Exercice proposé A:
Recopiez mot pour mot le passage de l'entretien avec Magalie Lépine-Blondeau qui va de « Magalie Lépine-Blondeau remonte » jusqu'à « fait du bien ? » inclus.

Extrait source:
↓

Magalie Lépine-Blondeau remonte dès le 15 mars sur les planches du Théâtre du Rideau-Vert, dans le rôle-titre de Mademoiselle Julie d’August Strindberg, dans une mise en scène de Serge Denoncourt. Une pièce qui a été annulée la veille de sa première, il y a exactement deux ans, et qui voit enfin le jour.

Marc Cassivi : Ça va bien ?

Magalie Lépine-Blondeau : Oui, ça va bien ! C’est la première fois que je peux affirmer ça en deux ans, sans faire semblant. [Rires] Je pense que ça va bien.

M. C. : Jouer au théâtre de nouveau te fait du bien ?

M. L.-B. : Ça me force à beaucoup de réflexion, parce que je ne veux pas être définie par mon travail. Mais c’est un prolongement de moi-même. C’est l’expression de ce que je suis. C’est comme mettre mes névroses au service de quelque chose de positif ! [Rires] Il faut bien qu’il y ait une raison à toute cette hypersensibilité. Sinon ça ne devient qu’un défaut.

M. C. : Retourner au théâtre m’a fait du bien…

M. L.-B. : Moi aussi. Ce n’est pas juste mon métier qui m’a manqué. Ça m’a manqué aussi comme spectatrice. On était là le même soir à Espace Go dernièrement [pour Les dix commandements de Dorothy Dix]. J’ai vraiment eu une vive émotion comme spectatrice. C’était palpable dans l’air, le bonheur de retourner au théâtre. Cet intangible est très difficile à nommer, mais il est concret quand même.

M. C. : Ça m’étonne moins de te l’entendre dire, parce que c’est ton métier. Mais la pandémie m’a fait réaliser que je tenais pour acquise cette accessibilité à l’art. Quand on nous l’enlève, tout d’un coup on prend toute la mesure de son importance dans notre vie.

M. L.-B. : Je ne sais pas si tu as vu la série Station 11. Ça se passe dans un monde postapocalyptique, après une pandémie. C’est surtout la réflexion sur la place que prend l’art quand tout le reste s’écroule qui est fascinante. Les personnages sont habités de cette quête, parce que créer ou sublimer le réel ensemble part d’une pulsion vitale. Je pense que, plus que jamais, on a réalisé à quel point on était grégaires. Même ceux qui se targuaient d’être solitaires comme moi. C’est une solitude choisie. J’aime ça, prendre congé des gens, mais je ne veux pas qu’on prenne congé de moi ! [Rires] Pas d’un point de vue narcissique ! Je ne veux pas prendre congé de la vie.

M. C. : Plusieurs pensent que l’art, c’est un peu superflu, que c’est l’extra que tu t’accordes quand tu as le loisir de te le permettre. Je comprends que si tu es en Ukraine aujourd’hui, peut-être que tu penses à autre chose. Mais pour moi, l’art fait partie de la vie.

↑

Données fournies:
↓

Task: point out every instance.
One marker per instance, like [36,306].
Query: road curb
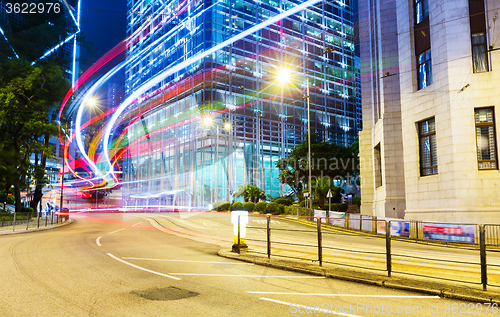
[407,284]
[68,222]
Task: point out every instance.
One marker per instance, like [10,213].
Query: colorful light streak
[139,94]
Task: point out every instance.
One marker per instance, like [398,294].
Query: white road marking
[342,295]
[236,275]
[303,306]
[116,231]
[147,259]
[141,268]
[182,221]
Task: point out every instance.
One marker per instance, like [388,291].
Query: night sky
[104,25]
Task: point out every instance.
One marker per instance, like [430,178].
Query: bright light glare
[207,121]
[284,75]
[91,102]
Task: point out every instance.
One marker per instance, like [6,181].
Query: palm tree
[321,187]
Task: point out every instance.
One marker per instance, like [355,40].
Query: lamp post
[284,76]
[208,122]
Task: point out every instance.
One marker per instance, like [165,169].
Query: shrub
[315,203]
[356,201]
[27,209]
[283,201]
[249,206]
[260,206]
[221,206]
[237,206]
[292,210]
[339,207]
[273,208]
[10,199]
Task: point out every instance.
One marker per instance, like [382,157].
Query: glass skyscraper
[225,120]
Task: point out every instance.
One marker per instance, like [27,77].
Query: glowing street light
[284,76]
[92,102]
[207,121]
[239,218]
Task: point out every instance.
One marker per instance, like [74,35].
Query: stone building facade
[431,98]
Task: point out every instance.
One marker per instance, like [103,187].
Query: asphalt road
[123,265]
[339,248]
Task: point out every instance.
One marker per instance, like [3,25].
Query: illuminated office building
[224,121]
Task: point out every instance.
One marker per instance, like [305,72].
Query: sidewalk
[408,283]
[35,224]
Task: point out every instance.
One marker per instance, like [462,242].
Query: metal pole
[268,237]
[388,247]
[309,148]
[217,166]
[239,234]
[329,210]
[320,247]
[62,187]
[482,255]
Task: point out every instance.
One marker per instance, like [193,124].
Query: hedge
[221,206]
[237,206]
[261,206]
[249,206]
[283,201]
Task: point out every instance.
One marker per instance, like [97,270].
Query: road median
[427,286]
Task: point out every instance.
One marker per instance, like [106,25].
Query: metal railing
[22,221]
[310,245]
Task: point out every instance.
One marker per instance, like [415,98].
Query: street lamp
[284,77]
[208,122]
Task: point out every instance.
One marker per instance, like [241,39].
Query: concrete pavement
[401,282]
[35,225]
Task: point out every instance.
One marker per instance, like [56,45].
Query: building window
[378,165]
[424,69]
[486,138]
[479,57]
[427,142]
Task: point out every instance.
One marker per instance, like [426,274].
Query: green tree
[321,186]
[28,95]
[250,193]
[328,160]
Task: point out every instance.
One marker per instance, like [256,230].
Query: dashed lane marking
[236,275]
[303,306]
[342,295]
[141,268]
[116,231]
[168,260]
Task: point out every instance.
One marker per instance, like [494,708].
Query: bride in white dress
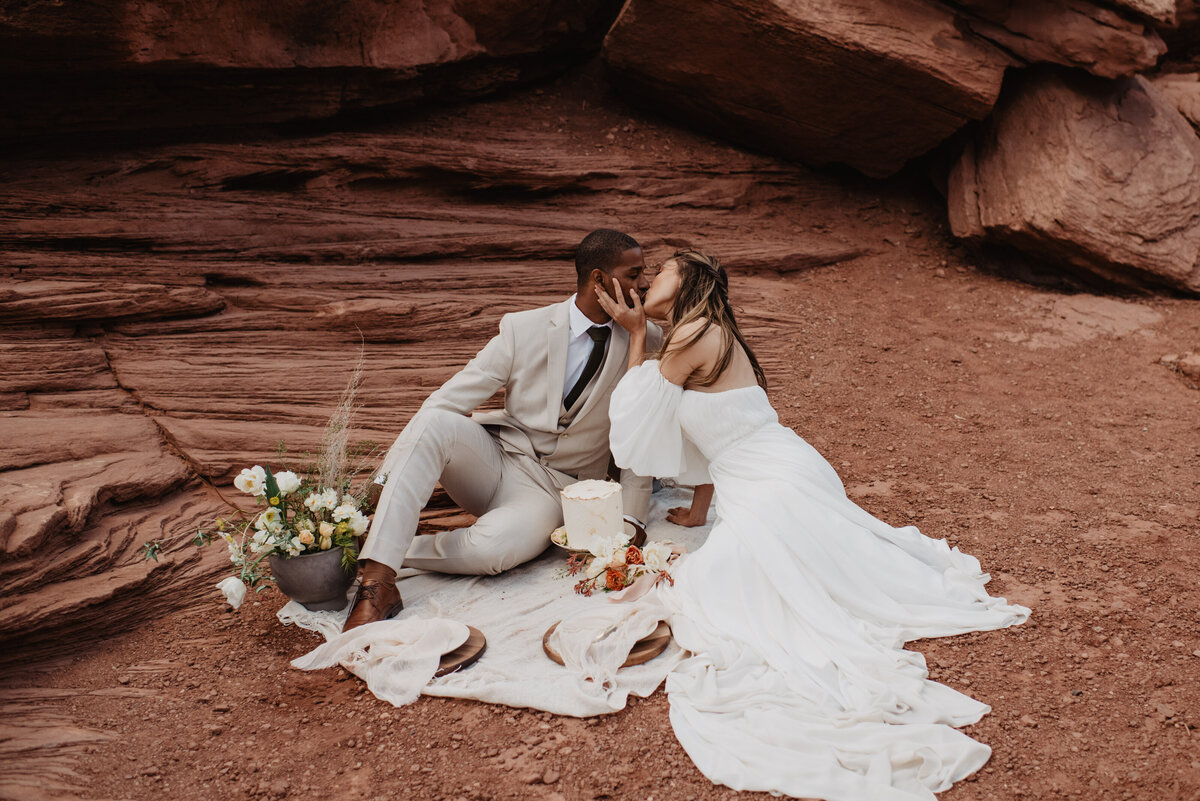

↑

Exercice proposé B:
Quelles lignes contiennent le mot « building » ? Relevez-les toutes.

Résultat attendu A:
Magalie Lépine-Blondeau remonte dès le 15 mars sur les planches du Théâtre du Rideau-Vert, dans le rôle-titre de Mademoiselle Julie d’August Strindberg, dans une mise en scène de Serge Denoncourt. Une pièce qui a été annulée la veille de sa première, il y a exactement deux ans, et qui voit enfin le jour.

Marc Cassivi : Ça va bien ?

Magalie Lépine-Blondeau : Oui, ça va bien ! C’est la première fois que je peux affirmer ça en deux ans, sans faire semblant. [Rires] Je pense que ça va bien.

M. C. : Jouer au théâtre de nouveau te fait du bien ?

Résultat attendu B:
Query: stone building facade
Query: illuminated office building
Query: building window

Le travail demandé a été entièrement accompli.